***** Reading passage *****
Tuesday, December 17, 2013

Cry Uncle!

I first discovered J.P. Martin's Uncle books in the late 1960s, in my local library. I was an introverted teenager with a bad reading habit (I spent one rainy fortnight in Bognor Regis reading through about six feet of UFO books in the library - there must have been some serious UFO watchers, in Bognor). I had read everything on the science fiction shelves, and had begun to mine the rest of the adult fiction stacks, picking up whatever hooked my interest, from Beryl Bainbridge and John Updike to Angela Carter and Richard Brautigan. And these odd books with an elephant in a purple dressing-gown on the cover, apparently written for children but shelved with Thomas Mann and Carson McCullers.

Maybe a librarian decided that they were too subversive for children; or (I hope) maybe she thought that adults shouldn't miss out on the fun, and ordered two sets. But by whatever means, it was my great good luck that they ended up there, for here was an antic world that fully engaged the imagination, a kind of cross between Mervyn Peake's Gormenghast, P.G. Wodehouse's Jeeves and Wooster novels, and The Goon Show.

Based on stories that J.P.Martin, a Methodist minister, originally told to his children, the Uncle books describe the adventures of their eponymous hero, an immensely rich elephant who lives in a vast and rambling castle, Homestead, whose secrets and geography are unknown even to him:
...try to think of about a hundred skyscrapers all joined together and surrounded by a moat with a drawbridge over it, and you'll get some idea of it. The towers are of many colours, and there are bathing pools and garden among them, also switchback railways running from tower to tower, and water-chutes from top to bottom.

Many dwarfs live in the top storeys. They pay rent to Uncle every Saturday. It's only a farthing a week, but it mounts up when there are thousands of dwarfs.

A slingshot from Homestead's moat is a shantytown, Badfort, where Uncle's rivals guzzle Black Tom and constantly plot his downfall and humiliation. There's also a vast department store close by (possibly modelled on London's lost bazaar, Gamages), where everything is fantastically cheap, and a rival store where the unwary pay equally fantastic high prices. In this pocket universe of vivid contrasts, Uncle is a kind of benevolent dictator who isn't quite as bright as he likes to think he is (despite his BA). He's also something of a snob, but he engages the reader's sympathy because his considerable dignity and boldness is undercut by unexpected reversals and undeserved pratfalls and humiliations during his wars of attrition with his rivals in the shanty town of Badfort. It's a comedy of embarrassment and exasperation akin to Laurel and Hardy.
*****
→ **Written task 1**: Please recast, as a numbered list with blank lines left out, only the lines of the records from the one containing "the player in" through the end of the records, inclusive.
***** Data extract *****
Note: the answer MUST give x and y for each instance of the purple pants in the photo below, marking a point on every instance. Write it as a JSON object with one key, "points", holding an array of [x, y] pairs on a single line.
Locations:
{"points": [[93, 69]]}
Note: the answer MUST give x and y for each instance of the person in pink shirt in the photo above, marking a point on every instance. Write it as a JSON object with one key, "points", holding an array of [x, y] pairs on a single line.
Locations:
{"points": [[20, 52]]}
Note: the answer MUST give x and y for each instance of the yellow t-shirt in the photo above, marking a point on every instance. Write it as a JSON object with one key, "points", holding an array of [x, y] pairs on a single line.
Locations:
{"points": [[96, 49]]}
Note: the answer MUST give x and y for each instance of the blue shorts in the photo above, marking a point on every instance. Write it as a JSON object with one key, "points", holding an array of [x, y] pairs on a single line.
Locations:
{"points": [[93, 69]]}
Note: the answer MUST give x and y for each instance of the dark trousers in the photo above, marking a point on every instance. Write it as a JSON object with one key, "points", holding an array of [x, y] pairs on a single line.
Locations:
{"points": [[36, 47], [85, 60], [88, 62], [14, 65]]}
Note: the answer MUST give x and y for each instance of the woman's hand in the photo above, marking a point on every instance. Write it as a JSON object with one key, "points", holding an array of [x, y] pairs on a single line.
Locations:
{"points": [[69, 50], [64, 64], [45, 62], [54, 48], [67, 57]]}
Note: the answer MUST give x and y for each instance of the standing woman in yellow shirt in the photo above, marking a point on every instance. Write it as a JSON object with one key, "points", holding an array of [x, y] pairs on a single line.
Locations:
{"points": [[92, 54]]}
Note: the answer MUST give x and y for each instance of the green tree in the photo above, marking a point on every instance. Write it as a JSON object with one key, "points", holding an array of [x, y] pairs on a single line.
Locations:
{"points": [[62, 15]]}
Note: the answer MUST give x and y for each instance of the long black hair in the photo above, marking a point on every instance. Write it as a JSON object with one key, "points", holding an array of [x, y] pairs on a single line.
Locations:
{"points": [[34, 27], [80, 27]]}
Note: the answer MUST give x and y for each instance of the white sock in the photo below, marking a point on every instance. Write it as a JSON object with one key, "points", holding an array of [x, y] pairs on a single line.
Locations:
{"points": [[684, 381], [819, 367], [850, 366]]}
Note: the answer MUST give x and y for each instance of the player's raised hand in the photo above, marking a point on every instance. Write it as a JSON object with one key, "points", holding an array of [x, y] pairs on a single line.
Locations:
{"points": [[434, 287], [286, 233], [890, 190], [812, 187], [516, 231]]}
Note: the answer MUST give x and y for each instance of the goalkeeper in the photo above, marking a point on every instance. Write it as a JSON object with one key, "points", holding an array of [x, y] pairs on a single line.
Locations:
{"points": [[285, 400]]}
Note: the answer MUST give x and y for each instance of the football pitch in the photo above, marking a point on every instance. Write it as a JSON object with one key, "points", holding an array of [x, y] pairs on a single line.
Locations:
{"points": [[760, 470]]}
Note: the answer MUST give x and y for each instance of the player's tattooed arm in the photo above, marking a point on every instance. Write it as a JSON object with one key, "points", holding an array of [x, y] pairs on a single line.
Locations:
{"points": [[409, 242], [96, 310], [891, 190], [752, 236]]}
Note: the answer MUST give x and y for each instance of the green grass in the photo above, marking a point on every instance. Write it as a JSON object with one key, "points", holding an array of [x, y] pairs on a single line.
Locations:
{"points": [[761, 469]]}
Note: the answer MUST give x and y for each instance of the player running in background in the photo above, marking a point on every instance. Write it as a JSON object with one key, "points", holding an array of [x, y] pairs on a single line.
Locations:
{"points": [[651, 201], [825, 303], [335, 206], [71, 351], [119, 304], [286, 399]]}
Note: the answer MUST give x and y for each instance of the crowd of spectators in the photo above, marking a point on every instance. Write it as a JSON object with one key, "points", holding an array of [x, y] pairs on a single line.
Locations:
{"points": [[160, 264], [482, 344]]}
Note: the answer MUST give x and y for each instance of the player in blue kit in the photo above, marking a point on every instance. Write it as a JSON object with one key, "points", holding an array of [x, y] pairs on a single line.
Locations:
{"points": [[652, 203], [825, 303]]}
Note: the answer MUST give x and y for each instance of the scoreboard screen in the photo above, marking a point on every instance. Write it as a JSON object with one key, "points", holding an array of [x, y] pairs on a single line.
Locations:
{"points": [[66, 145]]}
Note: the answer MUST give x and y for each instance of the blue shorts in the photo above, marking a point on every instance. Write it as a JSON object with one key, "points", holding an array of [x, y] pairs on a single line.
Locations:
*****
→ **Written task 2**: For the blog post about the Uncle books, say whether each statement agrees with it, answering yes or no and quoting the deciding words: (a) The writer found the Uncle books shelved among children's fiction. (b) The dwarfs pay rent to Uncle every Saturday. (c) J.P. Martin was a Methodist minister.

→ **Complete response 1**:
1. Note: the answer MUST give x and y for each instance of the player in blue kit in the photo above, marking a point on every instance. Write it as a JSON object with one key, "points", holding an array of [x, y] pairs on a single line.
2. Locations:
3. {"points": [[652, 203], [825, 303]]}
4. Note: the answer MUST give x and y for each instance of the scoreboard screen in the photo above, marking a point on every instance. Write it as a JSON object with one key, "points", holding an array of [x, y] pairs on a single line.
5. Locations:
6. {"points": [[66, 145]]}
7. Note: the answer MUST give x and y for each instance of the blue shorts in the photo above, marking a point on every instance. Write it as a JSON object with one key, "points", holding an array of [x, y] pairs on a single line.
8. Locations:

→ **Complete response 2**:
(a) No: "apparently written for children but shelved with Thomas Mann and Carson McCullers"
(b) Yes: "They pay rent to Uncle every Saturday."
(c) Yes: "J.P.Martin, a Methodist minister"